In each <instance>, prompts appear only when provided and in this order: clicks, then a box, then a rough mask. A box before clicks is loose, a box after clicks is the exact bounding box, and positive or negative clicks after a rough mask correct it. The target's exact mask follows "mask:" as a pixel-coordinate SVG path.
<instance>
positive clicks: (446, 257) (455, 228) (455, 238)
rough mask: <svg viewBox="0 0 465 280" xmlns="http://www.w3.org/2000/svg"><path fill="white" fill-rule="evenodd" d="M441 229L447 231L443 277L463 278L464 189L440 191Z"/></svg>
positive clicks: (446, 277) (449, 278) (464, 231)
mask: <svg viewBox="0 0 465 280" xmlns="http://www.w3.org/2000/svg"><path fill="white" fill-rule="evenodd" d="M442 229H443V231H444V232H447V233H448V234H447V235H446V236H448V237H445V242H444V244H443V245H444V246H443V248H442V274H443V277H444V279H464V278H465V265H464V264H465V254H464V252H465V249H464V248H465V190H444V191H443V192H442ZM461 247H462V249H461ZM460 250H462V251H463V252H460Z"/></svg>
..............................
* [PROBLEM] Only output the lines from the one with "positive clicks: (446, 257)" through the end of the entries above, exactly as they are.

* [EXERCISE ANSWER]
positive clicks: (446, 257) (455, 228) (455, 238)
rough mask: <svg viewBox="0 0 465 280" xmlns="http://www.w3.org/2000/svg"><path fill="white" fill-rule="evenodd" d="M441 229L447 231L443 277L463 278L464 189L440 191Z"/></svg>
positive clicks: (446, 277) (449, 278) (464, 231)
mask: <svg viewBox="0 0 465 280" xmlns="http://www.w3.org/2000/svg"><path fill="white" fill-rule="evenodd" d="M442 229H443V231H444V232H447V233H448V234H447V235H446V236H448V237H445V242H444V244H443V245H444V246H443V248H442V274H443V277H444V279H464V278H465V265H464V264H465V254H464V252H465V249H464V248H465V190H444V191H443V192H442ZM461 247H462V249H461ZM460 250H462V251H463V252H460Z"/></svg>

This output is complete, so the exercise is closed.